What you will do. Return every record below exactly as written, omitting any pictures.

Supplied entries.
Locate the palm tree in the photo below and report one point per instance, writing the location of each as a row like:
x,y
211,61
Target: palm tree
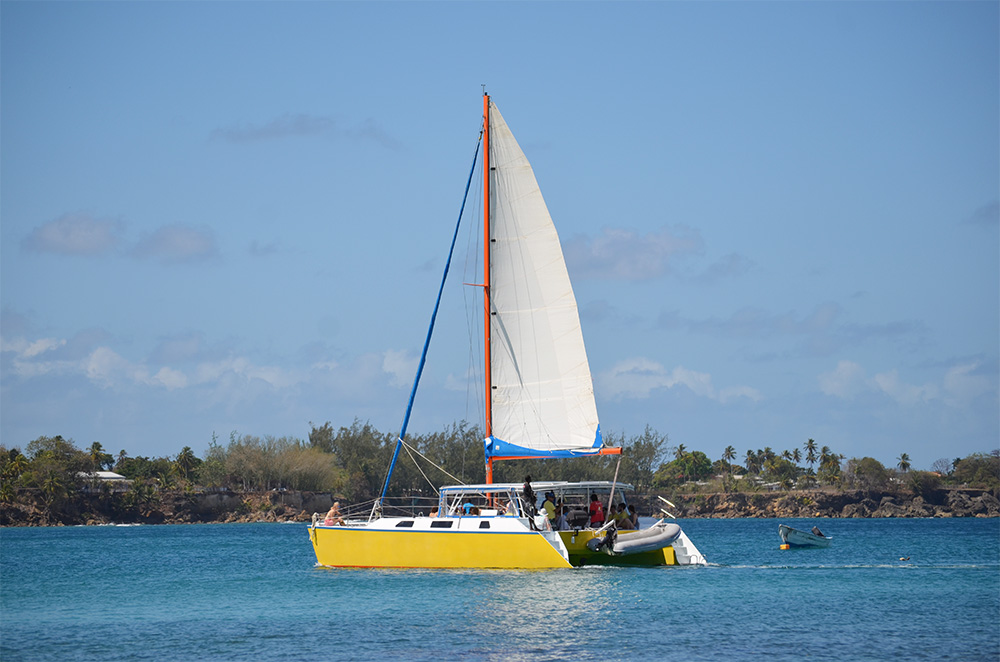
x,y
811,458
728,456
186,461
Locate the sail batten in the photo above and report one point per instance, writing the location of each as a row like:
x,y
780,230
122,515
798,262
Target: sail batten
x,y
541,387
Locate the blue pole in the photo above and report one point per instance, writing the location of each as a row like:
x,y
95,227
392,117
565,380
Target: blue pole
x,y
430,331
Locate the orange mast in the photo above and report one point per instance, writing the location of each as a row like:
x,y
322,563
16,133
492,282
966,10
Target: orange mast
x,y
486,277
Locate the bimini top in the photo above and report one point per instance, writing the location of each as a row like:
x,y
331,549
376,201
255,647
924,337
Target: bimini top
x,y
541,487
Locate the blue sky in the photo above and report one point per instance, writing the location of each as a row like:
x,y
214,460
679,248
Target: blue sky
x,y
781,219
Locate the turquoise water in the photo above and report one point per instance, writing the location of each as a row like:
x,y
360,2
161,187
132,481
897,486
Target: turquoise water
x,y
252,592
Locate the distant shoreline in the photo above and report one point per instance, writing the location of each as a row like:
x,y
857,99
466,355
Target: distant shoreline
x,y
178,507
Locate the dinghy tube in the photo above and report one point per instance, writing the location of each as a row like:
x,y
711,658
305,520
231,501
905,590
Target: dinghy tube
x,y
655,537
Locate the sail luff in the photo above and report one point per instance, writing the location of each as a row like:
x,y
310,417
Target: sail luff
x,y
488,391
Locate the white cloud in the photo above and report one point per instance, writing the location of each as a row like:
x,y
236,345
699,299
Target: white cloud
x,y
958,386
846,381
27,350
400,366
626,255
170,378
75,234
639,377
177,243
901,392
284,126
962,385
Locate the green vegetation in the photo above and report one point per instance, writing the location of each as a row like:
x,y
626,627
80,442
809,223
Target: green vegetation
x,y
351,462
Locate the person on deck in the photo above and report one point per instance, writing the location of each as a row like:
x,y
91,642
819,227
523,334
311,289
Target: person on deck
x,y
528,496
596,512
549,507
560,524
333,516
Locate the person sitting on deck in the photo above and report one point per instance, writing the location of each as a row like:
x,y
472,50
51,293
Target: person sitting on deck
x,y
596,512
549,506
560,523
528,496
633,517
333,516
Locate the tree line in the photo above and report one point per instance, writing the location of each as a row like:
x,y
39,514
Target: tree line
x,y
352,461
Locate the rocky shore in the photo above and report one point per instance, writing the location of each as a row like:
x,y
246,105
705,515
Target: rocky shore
x,y
288,506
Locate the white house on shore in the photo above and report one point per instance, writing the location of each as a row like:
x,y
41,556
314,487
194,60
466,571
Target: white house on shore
x,y
116,482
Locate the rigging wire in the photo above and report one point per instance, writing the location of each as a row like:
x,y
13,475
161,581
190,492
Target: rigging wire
x,y
430,331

Exercise response.
Locate the palm tree in the photo below and report one point per instance, writing the location of each as a row like:
x,y
211,61
Target: palm tree
x,y
811,458
728,456
186,461
Locate the sail batten in the photo above and report one point per instance, writing the location of each as a row like:
x,y
780,230
122,515
798,262
Target: sail batten
x,y
541,387
Locate the blue pole in the photo above and report one point per instance, writing the location of each as a row like:
x,y
95,227
392,117
565,380
Target: blue pole
x,y
430,331
Locate the orange mast in the photo above and report one point per instance, writing the location of each as a row like:
x,y
322,563
16,133
492,282
966,10
Target: orange mast
x,y
486,277
Locate the bimini top in the photo above and report one point per instance, writing the location of each as a row like:
x,y
331,549
376,201
255,647
924,337
Target: bimini top
x,y
541,487
Locate the blue sky in the photo above and report one point per instance, writing the location of each as a row like:
x,y
214,460
679,248
Target: blue sky
x,y
781,219
Locate the turquoise water in the photo above and report one point per instance, writing the location of each as a row like:
x,y
360,2
161,187
132,481
897,486
Target: turquoise water
x,y
252,592
Locate the distant shoreline in the photo above and report one point per instance, writing the location of each as a row like:
x,y
857,99
466,355
Target: distant shoreline
x,y
178,507
Locate the dinghy tube in the photo above and report one point per instance, writing the location of each as a row like:
x,y
711,658
305,520
231,501
905,590
Target: dinghy tube
x,y
655,537
Locate the sail luff in the photo above and report one point per instance, writing the location of each as a row like:
x,y
310,417
Target: sail luff
x,y
488,391
Locate the white cloud in the photo above and report one point per instance, writing the location of each as a row like:
x,y
236,345
699,299
Target: white cloud
x,y
958,386
846,381
27,350
400,366
626,255
170,378
75,234
639,377
177,243
901,392
284,126
962,385
Locate the green vegetation in the photo above and report one point per instance, writing the location of each as a row like:
x,y
626,627
80,442
809,223
Target: green vegetation
x,y
351,462
Locate the person on deck in the photo above and report one point per instance, writing the location of each as a row like:
x,y
91,642
819,227
523,334
311,289
Target: person on deck
x,y
528,496
596,512
549,507
560,524
333,516
Locate the person sitting on deck in the photo above and report one point per instance, writing the location of each as a row like:
x,y
472,50
51,293
Target: person sitting on deck
x,y
596,512
549,506
560,523
528,496
633,517
333,516
Locate the tree line in the photo above and report one point per instance, writing the location of each as a row like:
x,y
39,514
Target: tree line
x,y
352,461
Locate the rocky shore in the photo above and report one point per instance, writing the location of each as a row like:
x,y
246,105
705,515
Target: rocky shore
x,y
288,506
Locate the white house on shore in the photo above and report one point per instance, writing the location of each as a row like:
x,y
41,556
314,487
194,60
466,571
Target: white house on shore
x,y
116,482
Locate the rigging wire in the photo above and report one point per instance, writing the location of each as a row like:
x,y
13,475
161,581
190,492
Target: rigging wire
x,y
430,331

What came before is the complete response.